Skip the images. Copy the records exactly as written.

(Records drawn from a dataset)

_____

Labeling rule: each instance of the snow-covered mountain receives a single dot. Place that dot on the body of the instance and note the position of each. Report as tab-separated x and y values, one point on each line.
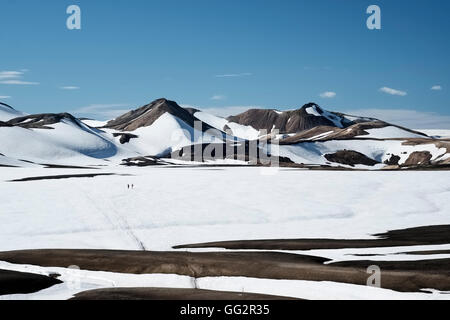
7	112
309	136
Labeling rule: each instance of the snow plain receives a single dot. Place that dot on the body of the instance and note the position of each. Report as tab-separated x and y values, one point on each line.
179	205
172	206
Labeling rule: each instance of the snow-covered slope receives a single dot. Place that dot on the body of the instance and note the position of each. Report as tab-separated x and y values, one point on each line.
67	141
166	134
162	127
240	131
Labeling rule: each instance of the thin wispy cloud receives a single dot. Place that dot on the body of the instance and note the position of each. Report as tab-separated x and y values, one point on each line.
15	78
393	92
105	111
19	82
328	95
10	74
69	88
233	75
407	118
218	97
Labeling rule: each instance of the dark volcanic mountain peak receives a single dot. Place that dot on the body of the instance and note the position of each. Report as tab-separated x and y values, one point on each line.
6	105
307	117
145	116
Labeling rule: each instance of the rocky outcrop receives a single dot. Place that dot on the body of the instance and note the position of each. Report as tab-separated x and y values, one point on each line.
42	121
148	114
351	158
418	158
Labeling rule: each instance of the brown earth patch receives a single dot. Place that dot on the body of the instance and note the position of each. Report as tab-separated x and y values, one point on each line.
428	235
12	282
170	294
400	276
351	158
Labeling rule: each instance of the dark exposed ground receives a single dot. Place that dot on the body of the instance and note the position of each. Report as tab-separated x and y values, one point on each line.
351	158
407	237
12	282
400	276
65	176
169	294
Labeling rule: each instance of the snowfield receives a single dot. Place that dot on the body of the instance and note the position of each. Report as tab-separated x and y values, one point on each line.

_____

EXERCISE SOLUTION |
Labeling rule: each instance of the snow-covered mountain receives a single dot. Place that dot on the body of the instance and note the position of each. Report as tab-separated x and y values, one point on each line.
7	112
309	136
Labeling rule: each instance of the snow plain receives a single dot. Place that dot on the body of the instance and note the position of each. Report as tab-separated x and y values, one point on each line.
179	205
172	206
Labeling rule: each instance of the snow-covered slope receives a single dot. Place that dot on the body of the instance and note the position of each. Report as tab-separated x and y values, one point on each line.
67	141
166	134
162	127
240	131
Labeling rule: each instance of the thin wispy cloud receives a single dot. Place that dot on the body of the instance and note the position of each. Report as tab-separated x and y values, one point on each line.
15	78
393	92
105	111
19	82
328	95
10	74
69	88
233	75
407	118
218	97
Labeling rule: each instance of the dark volcanic mountain peak receives a single dot. Place that dot on the body of the instance and note the position of each. Report as tab-separated x and y values, one point on each line.
6	105
307	117
145	116
Labeling rule: each instance of the rocky outcrop receives a single dot. Place that dot on the body of the instance and note the position of each. Report as tab-separated x and y values, one point on each line.
42	121
148	114
351	158
418	158
Labeling rule: each instance of the brown earth patch receives a single dot. Place that dot on the body of the instance and note the position of each. Report as tab-separated x and y values, one point on each line.
428	235
12	282
170	294
400	276
351	158
Labeling rule: each instance of the dark exposed ground receives a single dot. Place that dot on the body of the instance and note the position of each. Report as tab-separated x and y values, one point on each line.
351	158
407	237
12	282
400	276
65	176
169	294
Labeling rule: each instance of the snowfield receives a single dot. Place that dot on the body of the instance and note the position of each. Report as tab-separated x and y values, one point on each line.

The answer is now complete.